Return each line of the data below verbatim; pictures are to be left out.

+-------+

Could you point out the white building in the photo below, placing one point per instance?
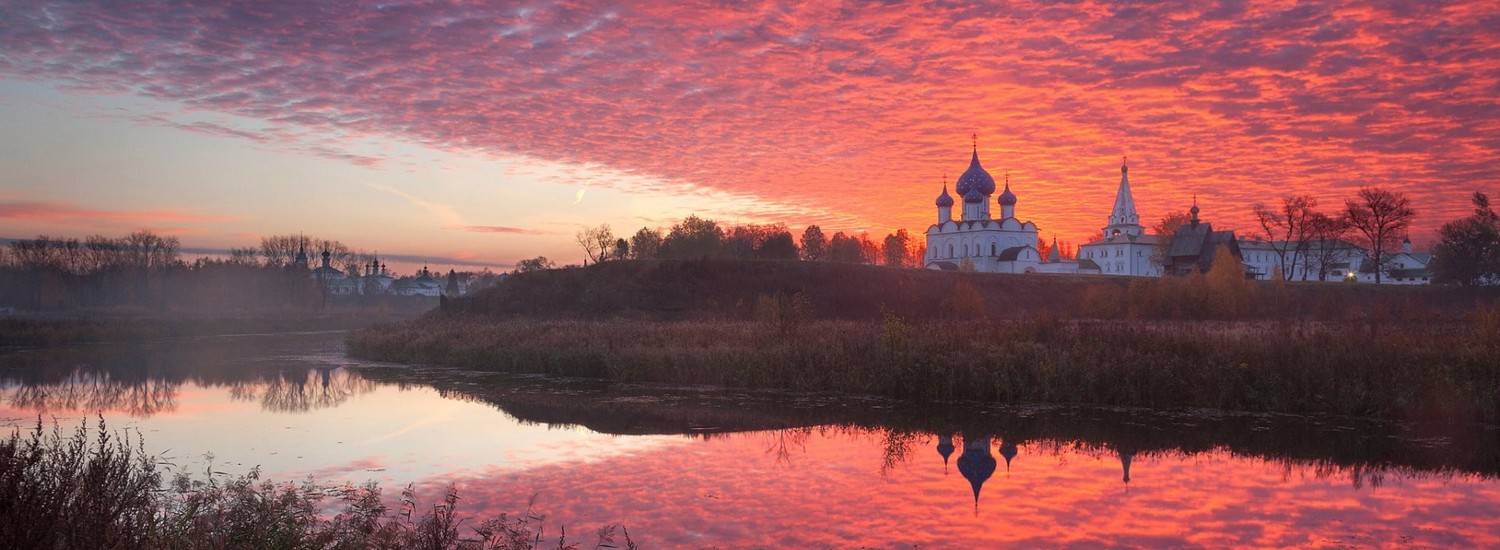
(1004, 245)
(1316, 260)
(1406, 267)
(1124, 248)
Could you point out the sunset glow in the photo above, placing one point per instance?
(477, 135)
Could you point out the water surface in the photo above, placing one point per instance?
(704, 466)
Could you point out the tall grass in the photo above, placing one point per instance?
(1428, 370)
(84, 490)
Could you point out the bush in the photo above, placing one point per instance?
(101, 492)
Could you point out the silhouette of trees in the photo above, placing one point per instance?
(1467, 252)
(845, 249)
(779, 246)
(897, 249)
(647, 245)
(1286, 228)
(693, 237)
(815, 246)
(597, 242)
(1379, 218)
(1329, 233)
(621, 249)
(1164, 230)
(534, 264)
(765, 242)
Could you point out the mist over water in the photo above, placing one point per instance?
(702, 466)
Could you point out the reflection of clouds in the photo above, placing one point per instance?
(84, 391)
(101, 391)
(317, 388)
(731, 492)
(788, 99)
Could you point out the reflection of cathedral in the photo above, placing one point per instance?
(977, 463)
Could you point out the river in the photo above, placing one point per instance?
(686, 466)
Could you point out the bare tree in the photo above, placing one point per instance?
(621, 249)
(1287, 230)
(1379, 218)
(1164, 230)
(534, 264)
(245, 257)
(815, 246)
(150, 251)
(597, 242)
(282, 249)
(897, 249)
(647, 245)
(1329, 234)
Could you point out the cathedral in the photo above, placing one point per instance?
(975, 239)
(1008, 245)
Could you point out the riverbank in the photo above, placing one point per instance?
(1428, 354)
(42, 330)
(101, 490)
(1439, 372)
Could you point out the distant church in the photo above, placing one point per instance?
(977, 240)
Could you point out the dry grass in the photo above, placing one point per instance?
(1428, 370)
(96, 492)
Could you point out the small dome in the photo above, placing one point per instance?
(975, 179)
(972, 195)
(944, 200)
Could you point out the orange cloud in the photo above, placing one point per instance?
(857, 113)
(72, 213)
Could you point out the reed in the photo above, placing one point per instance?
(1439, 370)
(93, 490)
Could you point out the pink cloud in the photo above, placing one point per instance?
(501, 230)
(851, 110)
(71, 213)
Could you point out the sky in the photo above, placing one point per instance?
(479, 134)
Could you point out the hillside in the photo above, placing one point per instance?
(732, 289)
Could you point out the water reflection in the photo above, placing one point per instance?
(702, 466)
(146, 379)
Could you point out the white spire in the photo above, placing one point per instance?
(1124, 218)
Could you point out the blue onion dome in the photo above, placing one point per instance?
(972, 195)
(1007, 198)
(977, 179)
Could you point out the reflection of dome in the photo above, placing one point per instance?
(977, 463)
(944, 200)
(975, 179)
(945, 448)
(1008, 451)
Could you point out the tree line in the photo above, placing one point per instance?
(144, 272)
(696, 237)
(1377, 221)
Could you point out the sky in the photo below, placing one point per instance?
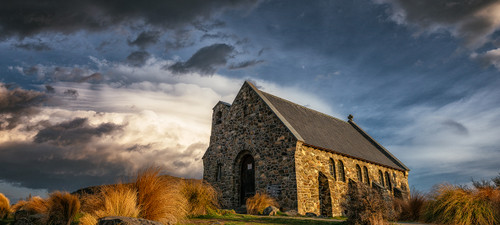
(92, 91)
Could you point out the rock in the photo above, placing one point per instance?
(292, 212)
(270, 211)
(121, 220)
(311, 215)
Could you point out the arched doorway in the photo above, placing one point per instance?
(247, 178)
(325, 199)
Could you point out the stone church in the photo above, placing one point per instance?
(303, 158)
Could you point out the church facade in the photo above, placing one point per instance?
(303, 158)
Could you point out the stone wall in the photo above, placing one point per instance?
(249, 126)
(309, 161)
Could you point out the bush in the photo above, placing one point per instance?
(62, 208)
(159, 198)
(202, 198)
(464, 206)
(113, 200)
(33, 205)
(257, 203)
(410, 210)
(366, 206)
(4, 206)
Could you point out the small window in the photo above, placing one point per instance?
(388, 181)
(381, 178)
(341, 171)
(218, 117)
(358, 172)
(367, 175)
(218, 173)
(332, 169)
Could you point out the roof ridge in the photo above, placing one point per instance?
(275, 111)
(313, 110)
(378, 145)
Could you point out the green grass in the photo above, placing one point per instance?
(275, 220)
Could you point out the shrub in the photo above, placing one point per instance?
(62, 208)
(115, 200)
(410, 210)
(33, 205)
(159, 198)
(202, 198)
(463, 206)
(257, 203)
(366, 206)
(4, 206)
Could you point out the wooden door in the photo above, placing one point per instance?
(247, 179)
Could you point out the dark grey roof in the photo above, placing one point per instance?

+-------+

▸ Written answer:
Could you point out the white building in the photo below, placing one point per instance?
(1004, 245)
(1316, 260)
(1406, 267)
(1124, 248)
Could you point out the sunset glow in the photo above, placing one point per instance?
(477, 135)
Could you point out the water surface in the photo above, placing one point per instance?
(704, 466)
Could you point out the tall grass in the photo above, placing one point per instance?
(1428, 370)
(84, 490)
Could you point out the bush in the photo above, placing one point per instance?
(101, 492)
Could you point out the silhouette of trees in the photo above, placing one point per instance?
(1467, 252)
(845, 249)
(779, 246)
(897, 249)
(647, 245)
(1286, 228)
(693, 237)
(815, 246)
(597, 242)
(1379, 218)
(1329, 233)
(621, 249)
(1164, 230)
(534, 264)
(765, 242)
Could you point out the mist over water in the photo above, placing one point per instance?
(702, 466)
Could you point out the reflection of clouds in the photo above, placing one point per instance?
(84, 391)
(101, 391)
(317, 388)
(731, 492)
(788, 99)
Could you point out the reflection of cathedral in the photo above, placing one point per instance?
(977, 463)
Could you point out the river in the photo above, placing one point per instance?
(686, 466)
Could you point out the bare tree in the photo above, placing one point per instance?
(621, 249)
(1287, 230)
(1379, 218)
(1164, 230)
(534, 264)
(245, 257)
(815, 246)
(150, 251)
(597, 242)
(282, 249)
(897, 249)
(647, 245)
(1329, 234)
Could you point out the cathedral in the photo above, placing one point per instance?
(975, 239)
(1008, 245)
Could you point out the riverbank in the photo above, placing one point per instance?
(1428, 354)
(42, 330)
(101, 490)
(1439, 372)
Could you point out the distant church in the photo above, placing one point per instance?
(977, 240)
Could you point out the dry grass in the photo above, placing one point per instance?
(1428, 370)
(96, 492)
Could you point out the small dome in the photo above, placing one point per instance?
(975, 179)
(972, 195)
(944, 200)
Could you point out the orange cloud in the photo above, placing one point per instance?
(857, 113)
(72, 213)
Could you point out the reed in the photo above, placing one point per instance?
(1439, 370)
(93, 490)
Could you point out the pink cloud in the photo above, placing one point per instance?
(501, 230)
(851, 110)
(71, 213)
Could you point out the sky in the photo above, placing one point per instance?
(479, 134)
Could you point out the hillside in the photo above, placing one point per instance?
(732, 289)
Could you point out the water reflection in the photo above, placing one point per instance?
(702, 466)
(146, 379)
Could you point out the white spire in the photo above, placing one point per instance?
(1124, 218)
Could you point out the blue onion dome in the photo above, placing one point per instance?
(972, 195)
(1007, 198)
(977, 179)
Could you point out the reflection of dome in the photo above, placing one point per instance?
(977, 463)
(944, 200)
(975, 179)
(945, 448)
(1008, 451)
Could you point out the tree line in the photo above, placing one point per instance?
(144, 272)
(696, 237)
(1377, 221)
Could you point out the sky in the photo below, placing one point per instance?
(92, 91)
Could you point out the rock in the photo above, placing one point per instance?
(292, 212)
(270, 211)
(121, 220)
(311, 215)
Could you point out the arched doorway in the photo above, placing one point per instance?
(247, 178)
(325, 199)
Could you point out the stone church in the photo above, placing one point per instance?
(303, 158)
Could you point out the church facade in the photo above, placing one point per instance?
(303, 158)
Could you point out the stone wall in the photo above, placing one point per instance?
(249, 126)
(309, 161)
Could you point out the bush in the photo above, placing one point per instance?
(62, 208)
(159, 198)
(202, 198)
(464, 206)
(113, 200)
(33, 205)
(257, 203)
(410, 210)
(366, 206)
(4, 206)
Could you point out the small window in the photo above, placing one point per instance?
(388, 181)
(381, 178)
(341, 171)
(218, 117)
(358, 172)
(367, 175)
(218, 173)
(332, 169)
Could you point out the roof ridge in the photo above, placing one point per instance?
(275, 111)
(313, 110)
(378, 145)
Could you point out the green grass in the photo above, placing one point per instance?
(275, 220)
Could you point out the shrub in the photo above, placing one point per instance?
(62, 208)
(115, 200)
(410, 210)
(33, 205)
(159, 198)
(202, 198)
(463, 206)
(257, 203)
(366, 206)
(4, 206)
Could you point out the wooden door in the photo above, placing one point per instance?
(247, 179)
Could you point out the dark grey roof in the photo above, placing one point per instance?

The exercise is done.